# EXCERPTED TEXT
*** Begin section ***

An oscillation-driven neural network for the simulation of an olfactory system

Understanding the nonlinear dynamics of an olfactory bulb (OB) is essential for the modelling of the brain and nervous system. We have analysed the nature of odour-receptor interactions and the conditions controlling neural oscillations. This analysis is the basis for the proposed biologically plausible three-tiered model of an oscillation-driven neural network (ODNN) with three non-linearities. The layered architecture of the bulb is viewed as a composition of different processing stages performing specific computational tasks. The presented three-tiered model of the olfactory system (TTOS) contains the sensory, olfactory bulb and anterior nucleus tiers. The number of excitatory (mitral/tufted) cells differs from the number of inhibitory (granule) cells, which improves the cognitive ability of the model. The odour molecules are first received at the sensory layer, where receptor neurons spatio-temporally encode them in terms of spiking frequencies. Neurons expressing a specific receptor project to two or more topographically fixed glomeruli in the OB and create a sensory map. Excitatory postsynaptic potentials are formed in the primary dendrite of mitral cells and are encoded in an exclusive way to present them to the coupled non-linear oscillatory model of the next mitral-granule layer. In a noisy background, our model functions as an associative memory, although it operates in oscillatory mode. While feed-forward networks and recurrent networks with symmetric connections always converge to static states, learning and pattern retrieval in an asymmetrically connected neural network based on oscillations are not well studied. We derive the requirements under which a state is stable and test whether a given equilibrium state is stable against noise. The ODNN demonstrates its capability to discriminate odours by using nonlinear dendro-dendritic interactions between neurons. This model allows us to visualise and analyse how the brain is able to encode information from countless molecules with different odour receptors.

*** End section ***

# WHAT THIS EXERCISE ASKS
1. Translate this sentence from the olfactory network abstract into Spanish: "The presented three-tiered model of the olfactory system (TTOS) contains the sensory, olfactory bulb and anterior nucleus tiers."
2. In the olfactory network abstract, where are excitatory postsynaptic potentials formed?

# ENTRIES PROVIDED
*** Begin section ***

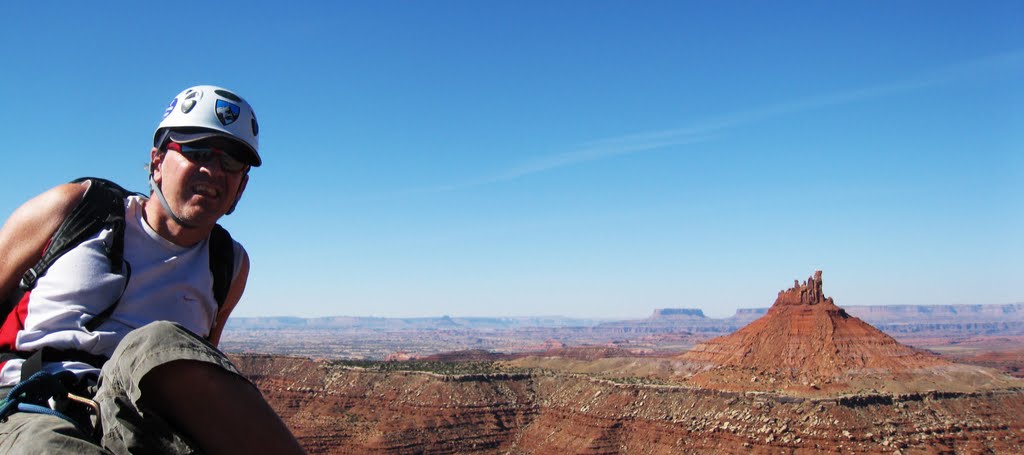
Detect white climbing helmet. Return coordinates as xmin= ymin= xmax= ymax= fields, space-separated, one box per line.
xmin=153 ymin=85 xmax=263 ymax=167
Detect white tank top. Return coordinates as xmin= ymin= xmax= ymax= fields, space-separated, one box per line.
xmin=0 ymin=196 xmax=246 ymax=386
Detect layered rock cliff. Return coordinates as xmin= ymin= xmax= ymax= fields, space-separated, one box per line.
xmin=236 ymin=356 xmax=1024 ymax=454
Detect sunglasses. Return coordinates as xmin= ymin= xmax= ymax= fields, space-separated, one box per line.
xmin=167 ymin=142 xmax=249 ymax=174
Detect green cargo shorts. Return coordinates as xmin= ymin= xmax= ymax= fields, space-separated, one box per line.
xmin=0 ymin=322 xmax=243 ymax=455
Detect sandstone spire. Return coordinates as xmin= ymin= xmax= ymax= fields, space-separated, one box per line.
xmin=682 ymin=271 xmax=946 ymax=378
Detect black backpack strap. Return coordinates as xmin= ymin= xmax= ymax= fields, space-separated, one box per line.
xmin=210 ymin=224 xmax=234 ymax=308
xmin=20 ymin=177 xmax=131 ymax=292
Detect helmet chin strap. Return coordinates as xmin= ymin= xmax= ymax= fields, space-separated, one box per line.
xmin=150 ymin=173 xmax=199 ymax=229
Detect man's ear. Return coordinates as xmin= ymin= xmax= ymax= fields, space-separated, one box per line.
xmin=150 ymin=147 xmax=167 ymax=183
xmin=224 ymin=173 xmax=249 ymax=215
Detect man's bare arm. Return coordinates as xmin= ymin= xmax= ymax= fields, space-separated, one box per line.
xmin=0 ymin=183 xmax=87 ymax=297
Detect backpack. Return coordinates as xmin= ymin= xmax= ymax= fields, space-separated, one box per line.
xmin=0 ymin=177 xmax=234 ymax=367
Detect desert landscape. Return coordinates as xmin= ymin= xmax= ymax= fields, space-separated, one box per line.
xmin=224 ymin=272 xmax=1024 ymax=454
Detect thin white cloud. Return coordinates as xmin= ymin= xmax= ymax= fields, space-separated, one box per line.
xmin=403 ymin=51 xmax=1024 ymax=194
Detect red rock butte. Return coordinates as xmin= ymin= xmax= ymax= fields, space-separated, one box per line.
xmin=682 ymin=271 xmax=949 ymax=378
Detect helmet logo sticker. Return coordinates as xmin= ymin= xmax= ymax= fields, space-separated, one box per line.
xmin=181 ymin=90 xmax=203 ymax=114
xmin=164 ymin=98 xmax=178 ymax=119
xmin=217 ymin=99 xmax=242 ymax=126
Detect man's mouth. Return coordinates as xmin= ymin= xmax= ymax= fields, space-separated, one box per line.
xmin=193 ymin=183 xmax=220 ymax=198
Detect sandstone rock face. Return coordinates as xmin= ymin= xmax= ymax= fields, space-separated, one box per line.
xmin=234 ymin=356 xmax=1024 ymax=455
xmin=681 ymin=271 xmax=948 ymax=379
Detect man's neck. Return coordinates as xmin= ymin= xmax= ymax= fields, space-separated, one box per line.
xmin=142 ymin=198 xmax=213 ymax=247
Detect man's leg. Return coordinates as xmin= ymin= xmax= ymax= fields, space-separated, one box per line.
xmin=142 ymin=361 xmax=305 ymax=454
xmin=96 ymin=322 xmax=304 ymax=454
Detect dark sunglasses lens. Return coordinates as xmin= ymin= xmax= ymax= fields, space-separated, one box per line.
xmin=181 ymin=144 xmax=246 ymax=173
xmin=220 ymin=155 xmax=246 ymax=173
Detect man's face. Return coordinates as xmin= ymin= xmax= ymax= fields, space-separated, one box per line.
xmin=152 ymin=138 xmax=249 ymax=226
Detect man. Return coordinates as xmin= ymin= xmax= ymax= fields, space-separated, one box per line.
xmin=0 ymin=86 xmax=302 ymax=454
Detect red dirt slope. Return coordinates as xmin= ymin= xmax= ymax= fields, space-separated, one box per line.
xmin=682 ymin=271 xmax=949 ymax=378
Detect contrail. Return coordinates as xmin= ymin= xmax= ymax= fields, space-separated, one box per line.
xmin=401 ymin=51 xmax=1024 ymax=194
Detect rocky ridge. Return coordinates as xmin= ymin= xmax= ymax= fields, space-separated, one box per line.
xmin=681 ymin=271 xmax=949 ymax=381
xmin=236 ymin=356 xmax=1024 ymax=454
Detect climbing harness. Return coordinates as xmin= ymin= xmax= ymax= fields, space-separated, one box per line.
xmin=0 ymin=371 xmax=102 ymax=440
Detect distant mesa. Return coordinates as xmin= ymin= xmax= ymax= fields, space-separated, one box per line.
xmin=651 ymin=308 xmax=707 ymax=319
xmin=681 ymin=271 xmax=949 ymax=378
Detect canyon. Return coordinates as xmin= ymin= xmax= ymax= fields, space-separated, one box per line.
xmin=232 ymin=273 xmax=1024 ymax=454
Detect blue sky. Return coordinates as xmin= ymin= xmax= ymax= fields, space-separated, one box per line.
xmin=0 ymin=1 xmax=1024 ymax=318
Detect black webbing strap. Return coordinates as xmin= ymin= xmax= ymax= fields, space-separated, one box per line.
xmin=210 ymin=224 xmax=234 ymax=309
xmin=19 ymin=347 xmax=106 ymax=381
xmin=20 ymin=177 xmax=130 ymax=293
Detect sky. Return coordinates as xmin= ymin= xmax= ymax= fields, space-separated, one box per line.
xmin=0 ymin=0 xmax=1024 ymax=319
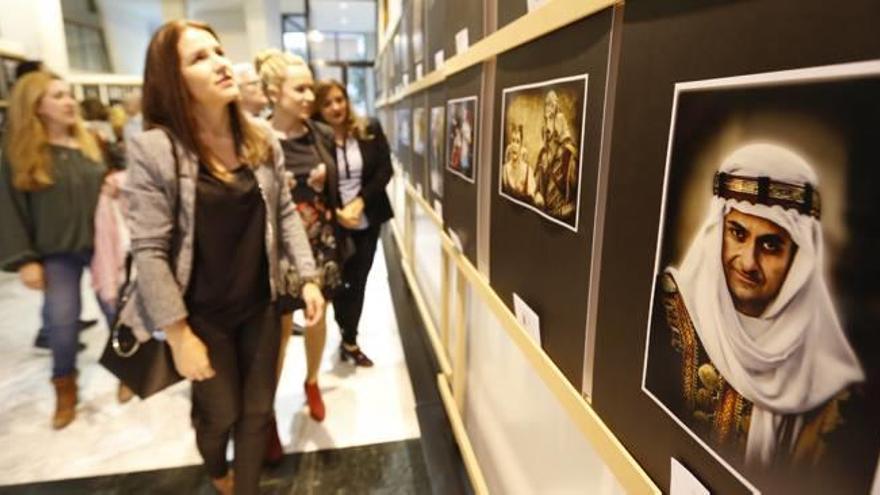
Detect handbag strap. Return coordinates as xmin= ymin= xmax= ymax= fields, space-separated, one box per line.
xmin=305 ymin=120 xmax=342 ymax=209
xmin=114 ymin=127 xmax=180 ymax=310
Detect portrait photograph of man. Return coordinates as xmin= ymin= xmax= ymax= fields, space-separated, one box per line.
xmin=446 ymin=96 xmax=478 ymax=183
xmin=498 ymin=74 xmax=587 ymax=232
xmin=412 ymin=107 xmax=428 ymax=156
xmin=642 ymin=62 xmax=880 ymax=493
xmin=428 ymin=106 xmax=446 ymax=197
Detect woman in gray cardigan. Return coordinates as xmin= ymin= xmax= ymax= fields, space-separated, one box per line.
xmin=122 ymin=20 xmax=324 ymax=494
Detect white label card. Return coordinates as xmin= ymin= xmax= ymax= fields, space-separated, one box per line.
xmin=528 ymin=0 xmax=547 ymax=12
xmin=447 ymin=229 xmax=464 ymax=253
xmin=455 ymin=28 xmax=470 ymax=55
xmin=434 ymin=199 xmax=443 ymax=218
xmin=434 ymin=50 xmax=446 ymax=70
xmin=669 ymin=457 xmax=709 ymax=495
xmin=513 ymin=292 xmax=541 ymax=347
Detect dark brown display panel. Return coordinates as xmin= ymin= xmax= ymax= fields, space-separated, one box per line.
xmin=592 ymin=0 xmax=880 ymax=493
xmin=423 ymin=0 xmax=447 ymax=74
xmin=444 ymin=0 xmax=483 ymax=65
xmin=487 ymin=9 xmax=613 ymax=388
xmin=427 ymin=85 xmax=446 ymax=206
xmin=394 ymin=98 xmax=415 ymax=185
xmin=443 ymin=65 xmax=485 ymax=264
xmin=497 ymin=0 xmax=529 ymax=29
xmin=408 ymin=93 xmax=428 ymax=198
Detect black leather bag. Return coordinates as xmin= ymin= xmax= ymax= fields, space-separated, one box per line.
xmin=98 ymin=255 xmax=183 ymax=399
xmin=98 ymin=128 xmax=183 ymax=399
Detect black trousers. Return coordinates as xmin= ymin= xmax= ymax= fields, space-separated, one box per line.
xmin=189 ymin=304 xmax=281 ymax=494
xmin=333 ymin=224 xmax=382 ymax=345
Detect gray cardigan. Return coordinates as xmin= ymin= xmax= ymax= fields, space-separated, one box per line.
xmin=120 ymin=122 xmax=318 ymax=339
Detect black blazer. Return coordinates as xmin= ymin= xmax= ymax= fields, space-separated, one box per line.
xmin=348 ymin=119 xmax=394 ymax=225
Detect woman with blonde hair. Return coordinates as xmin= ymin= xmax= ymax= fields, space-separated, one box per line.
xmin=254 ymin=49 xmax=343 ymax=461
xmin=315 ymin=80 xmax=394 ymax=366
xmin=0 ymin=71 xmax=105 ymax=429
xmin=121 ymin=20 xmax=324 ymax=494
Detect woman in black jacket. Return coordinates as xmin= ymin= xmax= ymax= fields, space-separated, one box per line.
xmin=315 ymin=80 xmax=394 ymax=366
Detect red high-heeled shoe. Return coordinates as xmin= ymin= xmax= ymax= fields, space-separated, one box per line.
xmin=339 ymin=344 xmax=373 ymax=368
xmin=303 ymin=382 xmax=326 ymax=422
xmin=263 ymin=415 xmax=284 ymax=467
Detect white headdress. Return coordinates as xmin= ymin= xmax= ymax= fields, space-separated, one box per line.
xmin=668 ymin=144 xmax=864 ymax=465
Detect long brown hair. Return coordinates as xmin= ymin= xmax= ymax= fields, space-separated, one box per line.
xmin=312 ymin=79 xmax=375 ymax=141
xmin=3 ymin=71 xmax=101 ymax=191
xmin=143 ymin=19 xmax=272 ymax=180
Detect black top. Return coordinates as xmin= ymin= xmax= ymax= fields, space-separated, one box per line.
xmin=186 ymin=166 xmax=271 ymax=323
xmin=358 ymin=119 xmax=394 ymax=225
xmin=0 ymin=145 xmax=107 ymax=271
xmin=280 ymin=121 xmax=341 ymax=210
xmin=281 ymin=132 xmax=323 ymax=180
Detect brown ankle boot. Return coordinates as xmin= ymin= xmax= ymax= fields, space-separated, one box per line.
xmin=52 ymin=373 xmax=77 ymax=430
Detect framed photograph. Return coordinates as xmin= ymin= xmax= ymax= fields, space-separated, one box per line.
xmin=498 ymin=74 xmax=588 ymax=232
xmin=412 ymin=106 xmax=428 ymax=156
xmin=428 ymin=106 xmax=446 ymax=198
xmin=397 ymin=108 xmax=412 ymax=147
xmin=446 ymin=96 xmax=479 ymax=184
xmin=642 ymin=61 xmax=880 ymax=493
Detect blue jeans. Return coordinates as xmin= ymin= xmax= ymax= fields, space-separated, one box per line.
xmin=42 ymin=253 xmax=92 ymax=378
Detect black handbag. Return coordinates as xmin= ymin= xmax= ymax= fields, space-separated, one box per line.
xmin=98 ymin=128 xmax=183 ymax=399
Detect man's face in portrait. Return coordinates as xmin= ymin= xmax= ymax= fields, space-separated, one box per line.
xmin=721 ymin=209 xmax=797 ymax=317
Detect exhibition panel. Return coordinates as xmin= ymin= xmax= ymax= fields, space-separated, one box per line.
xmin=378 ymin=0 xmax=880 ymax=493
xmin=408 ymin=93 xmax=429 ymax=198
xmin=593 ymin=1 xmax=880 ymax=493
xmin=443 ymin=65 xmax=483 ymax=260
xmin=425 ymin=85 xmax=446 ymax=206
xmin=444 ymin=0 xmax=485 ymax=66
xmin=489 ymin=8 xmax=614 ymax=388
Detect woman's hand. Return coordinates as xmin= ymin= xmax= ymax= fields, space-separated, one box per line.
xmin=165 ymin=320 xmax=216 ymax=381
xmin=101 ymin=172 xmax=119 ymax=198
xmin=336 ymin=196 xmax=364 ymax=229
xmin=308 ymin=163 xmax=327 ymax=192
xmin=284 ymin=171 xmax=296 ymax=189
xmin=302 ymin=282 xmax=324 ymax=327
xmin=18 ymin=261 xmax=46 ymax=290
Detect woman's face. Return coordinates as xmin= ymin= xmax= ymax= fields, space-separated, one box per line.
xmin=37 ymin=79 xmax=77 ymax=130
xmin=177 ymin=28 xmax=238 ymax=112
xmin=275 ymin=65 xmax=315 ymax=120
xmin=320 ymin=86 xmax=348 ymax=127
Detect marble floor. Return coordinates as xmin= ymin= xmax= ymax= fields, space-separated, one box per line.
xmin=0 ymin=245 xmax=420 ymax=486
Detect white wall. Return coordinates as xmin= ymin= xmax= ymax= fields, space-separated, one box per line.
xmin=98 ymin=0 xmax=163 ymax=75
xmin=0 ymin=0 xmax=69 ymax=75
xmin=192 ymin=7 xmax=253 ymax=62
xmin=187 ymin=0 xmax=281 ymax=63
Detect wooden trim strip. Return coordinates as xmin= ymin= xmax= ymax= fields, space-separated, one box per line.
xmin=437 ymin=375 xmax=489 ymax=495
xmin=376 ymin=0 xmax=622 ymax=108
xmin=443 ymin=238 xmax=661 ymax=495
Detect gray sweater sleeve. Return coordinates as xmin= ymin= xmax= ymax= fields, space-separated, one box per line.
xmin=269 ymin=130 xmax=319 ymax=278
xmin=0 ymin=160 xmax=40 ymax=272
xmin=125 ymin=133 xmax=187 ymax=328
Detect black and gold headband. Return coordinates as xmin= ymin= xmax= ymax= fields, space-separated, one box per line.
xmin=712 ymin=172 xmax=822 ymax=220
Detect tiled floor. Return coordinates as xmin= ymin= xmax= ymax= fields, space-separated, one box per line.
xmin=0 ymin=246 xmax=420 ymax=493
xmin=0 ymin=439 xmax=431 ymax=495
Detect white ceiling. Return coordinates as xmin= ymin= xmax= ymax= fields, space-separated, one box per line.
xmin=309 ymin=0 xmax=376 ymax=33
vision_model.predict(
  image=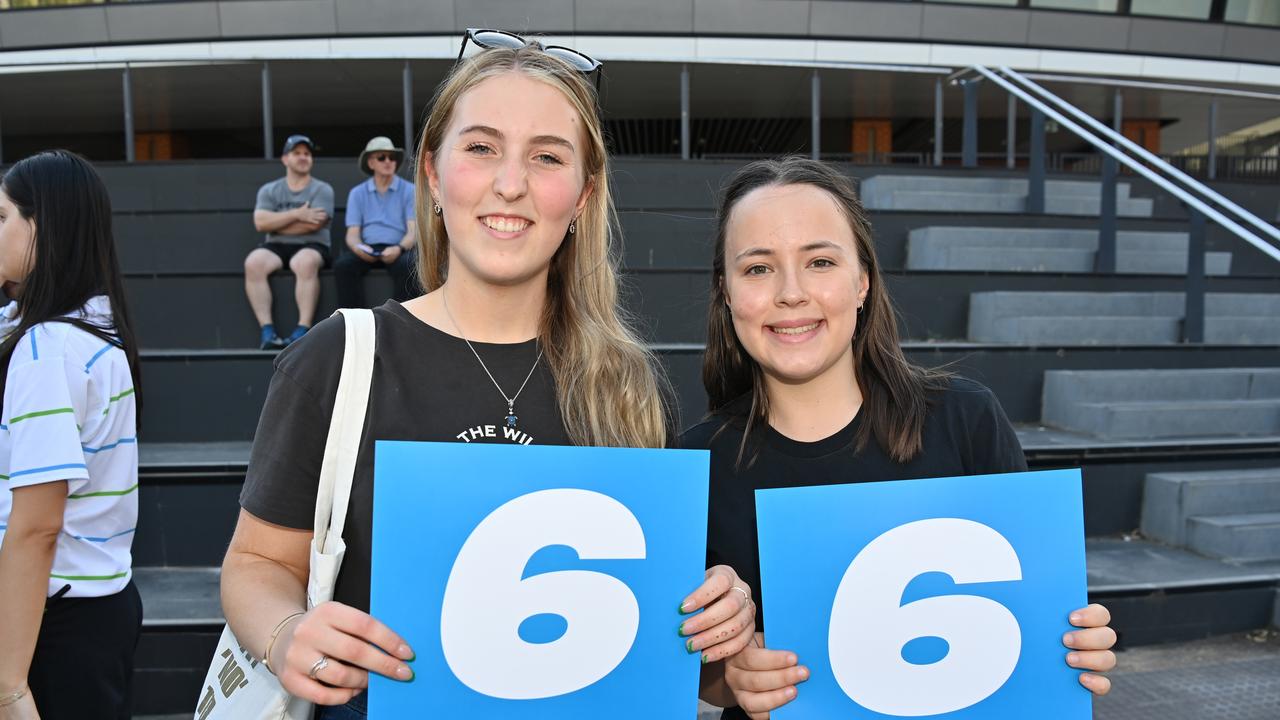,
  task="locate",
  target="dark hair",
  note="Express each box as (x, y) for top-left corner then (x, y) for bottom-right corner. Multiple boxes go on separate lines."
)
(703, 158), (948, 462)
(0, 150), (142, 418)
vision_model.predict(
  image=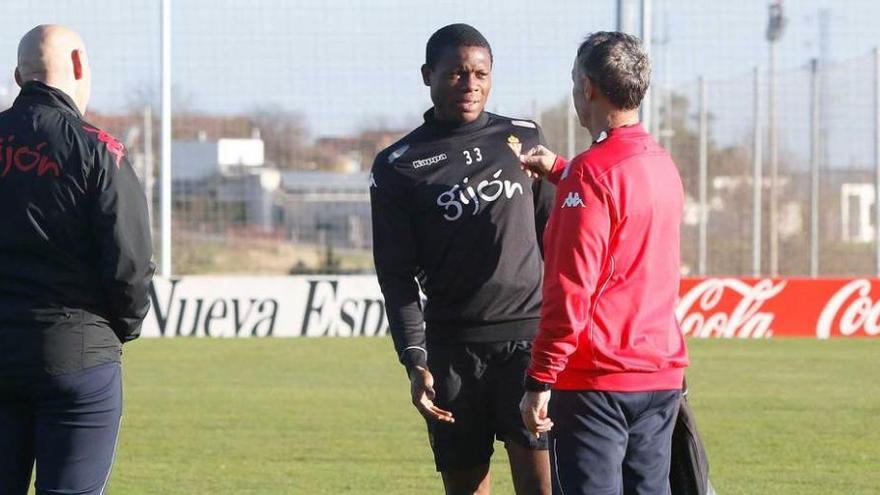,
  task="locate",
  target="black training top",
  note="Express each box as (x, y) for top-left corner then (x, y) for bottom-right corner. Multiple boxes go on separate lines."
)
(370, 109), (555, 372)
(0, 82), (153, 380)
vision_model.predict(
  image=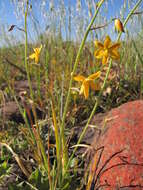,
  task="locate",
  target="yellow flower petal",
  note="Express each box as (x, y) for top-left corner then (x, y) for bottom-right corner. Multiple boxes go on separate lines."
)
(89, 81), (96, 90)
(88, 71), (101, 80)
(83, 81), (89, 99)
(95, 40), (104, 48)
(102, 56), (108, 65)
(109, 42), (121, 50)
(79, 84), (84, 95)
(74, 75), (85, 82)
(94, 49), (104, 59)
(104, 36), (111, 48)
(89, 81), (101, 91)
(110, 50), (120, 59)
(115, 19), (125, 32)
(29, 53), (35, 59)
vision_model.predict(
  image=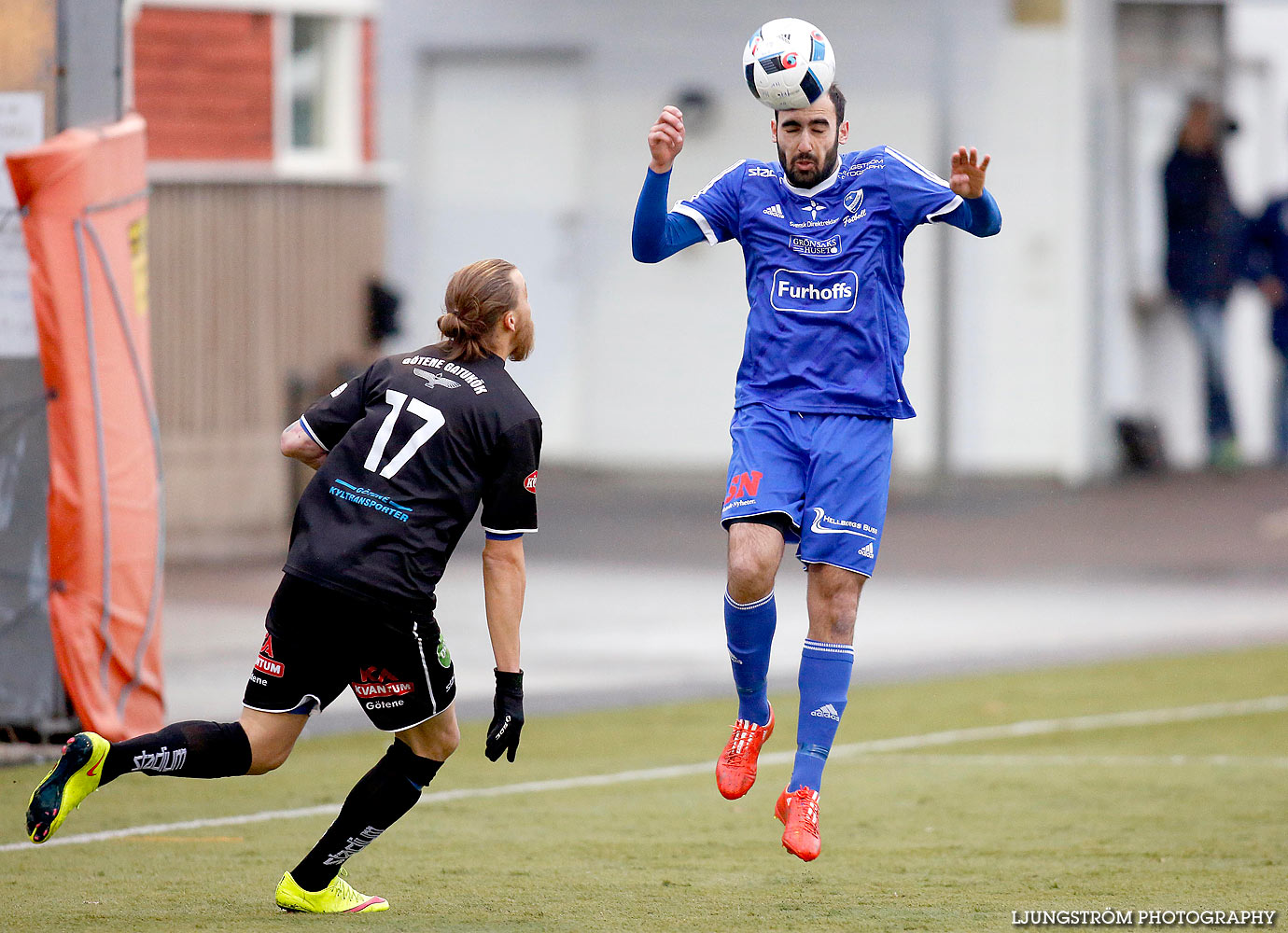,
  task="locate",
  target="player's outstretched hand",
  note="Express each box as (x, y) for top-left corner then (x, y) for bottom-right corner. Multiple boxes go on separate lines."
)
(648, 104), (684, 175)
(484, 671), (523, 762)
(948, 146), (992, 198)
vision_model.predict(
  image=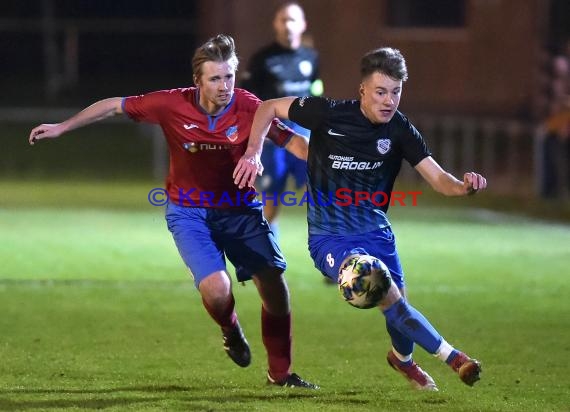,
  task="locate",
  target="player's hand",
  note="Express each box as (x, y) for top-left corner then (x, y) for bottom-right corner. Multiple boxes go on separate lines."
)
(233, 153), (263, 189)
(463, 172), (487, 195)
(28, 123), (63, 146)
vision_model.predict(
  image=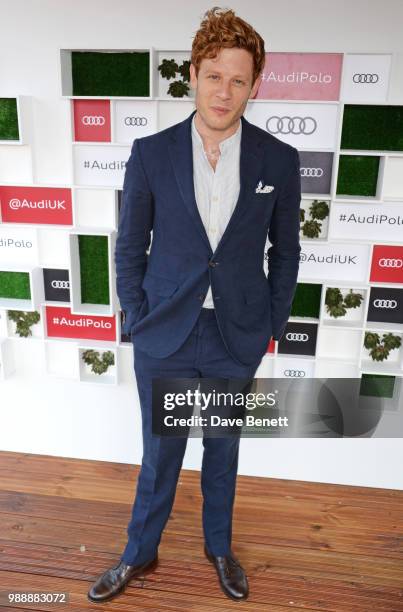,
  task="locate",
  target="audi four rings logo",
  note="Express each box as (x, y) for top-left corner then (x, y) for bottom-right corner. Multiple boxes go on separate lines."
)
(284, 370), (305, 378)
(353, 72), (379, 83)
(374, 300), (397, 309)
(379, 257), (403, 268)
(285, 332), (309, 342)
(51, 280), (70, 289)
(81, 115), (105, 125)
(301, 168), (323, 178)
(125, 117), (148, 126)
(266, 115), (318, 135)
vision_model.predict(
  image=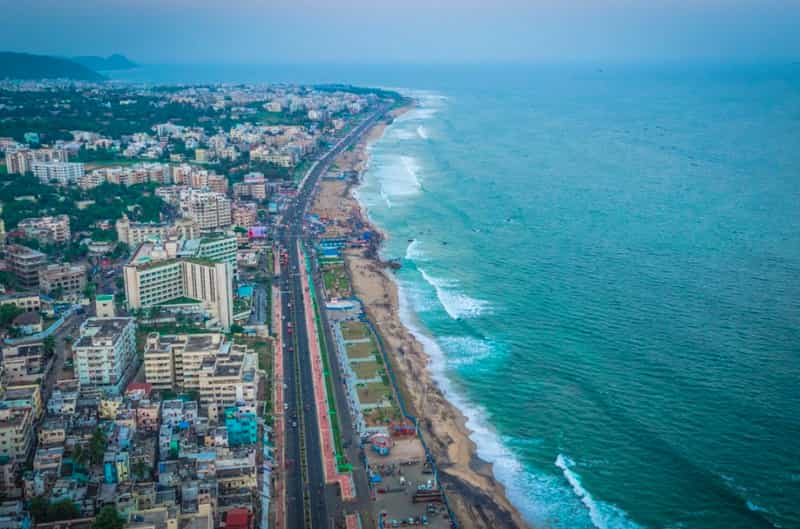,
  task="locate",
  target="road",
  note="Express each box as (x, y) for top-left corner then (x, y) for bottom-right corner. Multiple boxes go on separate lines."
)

*** End section ***

# RESPONSE LIST
1. El modelo de tres niveles del sistema olfativo (TTOS) que se presenta contiene los niveles sensorial, del bulbo olfativo y del núcleo anterior.

2. In the primary dendrite of mitral cells.